Posted May. 09, 2006 04:18,   

한국어

Korea’s total fertility rate was 1.17 in 2002, 1.19 in 2003 and 1.16 in 2004, showing a slightly declining trend. Nevertheless, it further dropped to less than 1.10 in 2005 despite the government’s introduction of countermeasures including the enactment of “Low Birth Rate, Aging Society Act.”

“Internally, we regarded the lowest level to be 1.16 and the Maginot line to be 1.10 last year. The problem of a low fertility rate and aging society is growing faster than expected,” the Ministry of Health and Welfare expressed its concern. Some predict that Korea will soon become an aged society with a shortage of economically active population, increased tax and social welfare costs, and depletion of the national pension fund, which will in turn lead to weaker national competitiveness.

In addition, some argue that current administration’s key agendas and policies regarding industries and education must be overhauled. In other words, the government needs to design a new national framework to take into account low fertility rates.

What is more worrying is that declining fertility rate is wrecking great havoc in the nation as the rate falls faster than in Japan, which experienced the problem earlier. The total fertility rate of Japan was 1.57 in 1989 and 1.29 last year, but it is showing a slower pace of decline.

Other countries with the same problem, such as the U.K. and France, are seeing their fertility rates increase slightly or stay constant for the past five years.

**COLLECTED MATERIAL**
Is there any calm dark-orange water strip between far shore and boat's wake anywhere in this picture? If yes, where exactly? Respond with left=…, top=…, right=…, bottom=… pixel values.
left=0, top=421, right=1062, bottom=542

**LIST OF TASKS**
A. In the article on Korea's fertility rate, rewrite the passage from "Other countries with" up to and including "past five years.", changing "the U.K." to "Britain".
B. Extend the article on Korea's falling fertility rate, starting right after its final sentence.

**ANSWERS IN ORDER**
A.
Other countries with the same problem, such as Britain and France, are seeing their fertility rates increase slightly or stay constant for the past five years.

B.
The reasons behind the falling fertility rates include increased female participation in the society, late marriages and old-age childbearing, rising housing costs, employment instability, poor childrearing environment and high private education fees. Indeed, the latest survey results show that pregnant women in their 30s, accounting for 51.3 percent, outnumber those in their 20s, accounting for 47.9 percent, for the first time ever in Korea.

Population reduction caused by low fertility rates is already a serious problem in rural areas.

A small town in Euiryeong, Gyeongnam Province, home to 120 residents in 60 households, has had no newborn since the youngest resident of the town was born 15 years ago.

“There is no young couple to have babies,” the town leader in his 50s sighed.

“Despite of the government’s childbirth-inducing policies, young people’s changed perception of marriage and childbirth will make it difficult to raise the fertility rate. It is time that the government reorganized the social system to respond to plunging fertility rates and fast-aging population,” said professor Cho Yong-tae of Graduate School of Public Health at Seoul National University.